— START LISTED RECORDS —

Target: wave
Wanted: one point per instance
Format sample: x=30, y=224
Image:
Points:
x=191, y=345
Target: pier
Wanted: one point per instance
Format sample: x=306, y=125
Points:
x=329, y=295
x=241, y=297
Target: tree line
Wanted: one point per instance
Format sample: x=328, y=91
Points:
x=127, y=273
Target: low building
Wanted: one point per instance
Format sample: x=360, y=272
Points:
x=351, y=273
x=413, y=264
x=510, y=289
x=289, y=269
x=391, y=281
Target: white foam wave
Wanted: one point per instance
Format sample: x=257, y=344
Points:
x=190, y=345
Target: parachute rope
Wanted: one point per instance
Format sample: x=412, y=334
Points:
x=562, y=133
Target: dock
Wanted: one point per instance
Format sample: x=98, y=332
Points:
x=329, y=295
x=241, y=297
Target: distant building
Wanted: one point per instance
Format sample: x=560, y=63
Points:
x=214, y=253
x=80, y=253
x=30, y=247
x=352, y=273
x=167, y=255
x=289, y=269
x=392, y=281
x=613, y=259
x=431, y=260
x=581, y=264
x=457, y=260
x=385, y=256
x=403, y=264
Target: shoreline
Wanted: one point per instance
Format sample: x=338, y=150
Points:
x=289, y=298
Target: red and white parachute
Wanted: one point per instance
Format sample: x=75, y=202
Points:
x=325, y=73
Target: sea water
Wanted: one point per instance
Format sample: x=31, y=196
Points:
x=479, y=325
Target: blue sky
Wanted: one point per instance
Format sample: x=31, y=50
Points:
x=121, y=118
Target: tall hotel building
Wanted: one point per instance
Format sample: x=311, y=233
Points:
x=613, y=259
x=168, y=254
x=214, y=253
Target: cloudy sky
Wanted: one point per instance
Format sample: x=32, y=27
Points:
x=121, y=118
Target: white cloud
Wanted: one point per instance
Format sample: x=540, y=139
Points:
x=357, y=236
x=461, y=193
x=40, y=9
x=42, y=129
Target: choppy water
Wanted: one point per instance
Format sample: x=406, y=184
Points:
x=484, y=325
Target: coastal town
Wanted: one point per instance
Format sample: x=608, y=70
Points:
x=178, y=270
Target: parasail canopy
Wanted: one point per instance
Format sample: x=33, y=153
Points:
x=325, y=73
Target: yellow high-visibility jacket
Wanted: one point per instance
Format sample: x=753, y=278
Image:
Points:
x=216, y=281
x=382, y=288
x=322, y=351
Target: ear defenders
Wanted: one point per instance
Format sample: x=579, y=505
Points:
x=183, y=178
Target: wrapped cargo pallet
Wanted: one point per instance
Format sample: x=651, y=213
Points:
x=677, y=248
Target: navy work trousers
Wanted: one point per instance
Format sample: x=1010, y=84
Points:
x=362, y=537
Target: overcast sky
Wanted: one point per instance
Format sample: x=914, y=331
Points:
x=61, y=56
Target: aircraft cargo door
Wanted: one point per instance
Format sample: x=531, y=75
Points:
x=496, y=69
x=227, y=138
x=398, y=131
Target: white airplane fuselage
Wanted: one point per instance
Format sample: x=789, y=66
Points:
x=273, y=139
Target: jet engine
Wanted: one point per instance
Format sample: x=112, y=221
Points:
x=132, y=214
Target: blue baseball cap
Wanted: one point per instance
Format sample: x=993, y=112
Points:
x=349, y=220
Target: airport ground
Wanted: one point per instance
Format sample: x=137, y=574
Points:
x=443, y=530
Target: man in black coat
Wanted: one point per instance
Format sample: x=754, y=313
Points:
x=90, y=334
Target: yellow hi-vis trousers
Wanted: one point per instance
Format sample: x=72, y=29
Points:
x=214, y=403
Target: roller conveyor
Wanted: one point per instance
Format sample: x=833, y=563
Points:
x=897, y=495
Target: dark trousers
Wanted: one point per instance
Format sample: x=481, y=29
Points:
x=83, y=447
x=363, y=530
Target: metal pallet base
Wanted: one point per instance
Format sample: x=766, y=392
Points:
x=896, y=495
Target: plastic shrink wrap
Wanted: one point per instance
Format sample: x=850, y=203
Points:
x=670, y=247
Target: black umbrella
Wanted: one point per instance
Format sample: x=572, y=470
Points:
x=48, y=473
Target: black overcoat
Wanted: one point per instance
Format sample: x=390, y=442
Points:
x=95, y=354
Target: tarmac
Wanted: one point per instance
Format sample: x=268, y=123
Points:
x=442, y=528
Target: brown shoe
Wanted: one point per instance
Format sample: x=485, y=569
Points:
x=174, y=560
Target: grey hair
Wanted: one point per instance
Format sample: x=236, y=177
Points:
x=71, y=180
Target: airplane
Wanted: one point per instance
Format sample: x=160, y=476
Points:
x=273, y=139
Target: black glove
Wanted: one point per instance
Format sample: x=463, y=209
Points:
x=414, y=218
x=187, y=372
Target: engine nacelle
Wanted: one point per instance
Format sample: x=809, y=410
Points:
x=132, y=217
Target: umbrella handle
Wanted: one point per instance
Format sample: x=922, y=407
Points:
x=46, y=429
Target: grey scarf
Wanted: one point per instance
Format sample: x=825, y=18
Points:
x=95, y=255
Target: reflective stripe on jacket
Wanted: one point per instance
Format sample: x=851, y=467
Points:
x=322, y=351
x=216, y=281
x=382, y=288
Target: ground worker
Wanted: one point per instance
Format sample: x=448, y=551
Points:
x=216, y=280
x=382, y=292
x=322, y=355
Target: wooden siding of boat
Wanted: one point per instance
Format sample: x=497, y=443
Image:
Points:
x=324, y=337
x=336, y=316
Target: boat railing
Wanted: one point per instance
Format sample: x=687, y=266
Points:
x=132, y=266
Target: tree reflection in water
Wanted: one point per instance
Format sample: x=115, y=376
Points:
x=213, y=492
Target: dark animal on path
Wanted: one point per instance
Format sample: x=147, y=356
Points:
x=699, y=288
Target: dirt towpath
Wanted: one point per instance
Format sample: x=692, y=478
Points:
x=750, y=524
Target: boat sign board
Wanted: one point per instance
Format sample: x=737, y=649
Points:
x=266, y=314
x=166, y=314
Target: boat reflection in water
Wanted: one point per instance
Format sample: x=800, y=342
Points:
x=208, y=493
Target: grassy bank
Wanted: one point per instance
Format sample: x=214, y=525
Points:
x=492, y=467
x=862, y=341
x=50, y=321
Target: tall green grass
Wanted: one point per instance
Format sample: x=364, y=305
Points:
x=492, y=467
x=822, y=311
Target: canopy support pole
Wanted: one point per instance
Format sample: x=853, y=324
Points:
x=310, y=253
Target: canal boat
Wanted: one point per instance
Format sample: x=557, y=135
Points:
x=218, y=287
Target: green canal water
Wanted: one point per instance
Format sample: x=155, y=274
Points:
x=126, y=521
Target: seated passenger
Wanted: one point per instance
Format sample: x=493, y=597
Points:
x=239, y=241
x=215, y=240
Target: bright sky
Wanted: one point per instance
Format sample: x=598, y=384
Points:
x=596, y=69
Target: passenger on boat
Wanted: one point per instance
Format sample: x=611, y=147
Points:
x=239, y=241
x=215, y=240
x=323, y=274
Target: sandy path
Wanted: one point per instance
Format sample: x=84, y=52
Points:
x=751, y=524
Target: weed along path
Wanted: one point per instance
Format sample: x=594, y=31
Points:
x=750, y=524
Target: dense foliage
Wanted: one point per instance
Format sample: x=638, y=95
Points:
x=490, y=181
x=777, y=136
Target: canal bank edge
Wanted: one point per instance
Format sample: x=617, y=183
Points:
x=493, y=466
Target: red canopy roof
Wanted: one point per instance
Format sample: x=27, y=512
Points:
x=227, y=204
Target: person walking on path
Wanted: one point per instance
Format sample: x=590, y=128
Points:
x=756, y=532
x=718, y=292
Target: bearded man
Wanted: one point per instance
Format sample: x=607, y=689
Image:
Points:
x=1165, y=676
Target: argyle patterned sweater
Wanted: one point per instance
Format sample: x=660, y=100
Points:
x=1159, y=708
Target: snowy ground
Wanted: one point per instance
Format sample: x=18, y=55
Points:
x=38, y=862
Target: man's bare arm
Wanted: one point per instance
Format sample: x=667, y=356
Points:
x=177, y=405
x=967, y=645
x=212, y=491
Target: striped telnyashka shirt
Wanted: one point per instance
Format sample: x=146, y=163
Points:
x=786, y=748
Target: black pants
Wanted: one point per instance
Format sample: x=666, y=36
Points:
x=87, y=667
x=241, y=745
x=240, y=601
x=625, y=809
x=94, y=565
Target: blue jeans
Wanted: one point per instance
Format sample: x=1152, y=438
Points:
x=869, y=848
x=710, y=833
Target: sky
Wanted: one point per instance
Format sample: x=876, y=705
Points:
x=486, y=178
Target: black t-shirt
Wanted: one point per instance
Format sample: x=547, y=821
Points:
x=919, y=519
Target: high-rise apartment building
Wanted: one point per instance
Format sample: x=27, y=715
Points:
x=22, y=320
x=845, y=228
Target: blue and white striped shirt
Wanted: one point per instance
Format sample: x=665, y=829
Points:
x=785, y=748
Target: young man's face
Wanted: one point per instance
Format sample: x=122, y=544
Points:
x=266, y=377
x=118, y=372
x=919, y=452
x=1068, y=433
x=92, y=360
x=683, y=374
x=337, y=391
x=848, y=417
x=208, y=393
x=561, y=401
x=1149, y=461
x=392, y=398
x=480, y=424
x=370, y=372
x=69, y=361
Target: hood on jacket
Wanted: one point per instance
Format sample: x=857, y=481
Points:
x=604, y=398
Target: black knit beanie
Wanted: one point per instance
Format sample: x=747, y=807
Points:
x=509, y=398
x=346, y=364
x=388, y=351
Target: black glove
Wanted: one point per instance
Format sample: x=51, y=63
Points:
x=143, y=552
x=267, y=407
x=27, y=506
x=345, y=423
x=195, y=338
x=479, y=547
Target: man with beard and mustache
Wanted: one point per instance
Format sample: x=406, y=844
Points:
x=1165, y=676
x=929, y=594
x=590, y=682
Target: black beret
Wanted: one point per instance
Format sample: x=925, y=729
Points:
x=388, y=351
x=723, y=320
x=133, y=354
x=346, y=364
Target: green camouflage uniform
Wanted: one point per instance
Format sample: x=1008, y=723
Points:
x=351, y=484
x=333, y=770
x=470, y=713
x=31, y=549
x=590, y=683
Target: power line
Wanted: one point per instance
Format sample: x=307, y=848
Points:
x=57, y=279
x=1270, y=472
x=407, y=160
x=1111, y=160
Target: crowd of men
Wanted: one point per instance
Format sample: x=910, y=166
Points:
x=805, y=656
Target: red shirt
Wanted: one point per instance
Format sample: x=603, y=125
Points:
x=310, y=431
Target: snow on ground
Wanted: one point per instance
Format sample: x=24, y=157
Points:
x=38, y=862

— END LISTED RECORDS —

=== TASK BRIEF ===
Retype, exactly and only, the lines running from the one with "Target: black beret" through the final line of the listing above.

=== FULL RESPONSE ===
Target: black beret
Wanted: one point per instance
Format sample: x=925, y=729
Points:
x=388, y=351
x=723, y=320
x=133, y=354
x=346, y=364
Target: green camouflage uniform
Wanted: one point per instance
Format sample: x=1008, y=723
Points:
x=351, y=484
x=333, y=770
x=470, y=713
x=31, y=549
x=590, y=683
Target: power line
Wanted: one point per instance
Format sample: x=307, y=848
Points:
x=57, y=279
x=1270, y=472
x=407, y=160
x=1111, y=160
Target: crowd of men
Wanted: one point per instance
Format sample: x=910, y=166
Points:
x=805, y=656
Target: red shirt
Wanted: one point per instance
Format sample: x=603, y=125
Points:
x=310, y=431
Target: snow on ground
Wanted: one point per instance
Format sample: x=24, y=157
Points:
x=38, y=862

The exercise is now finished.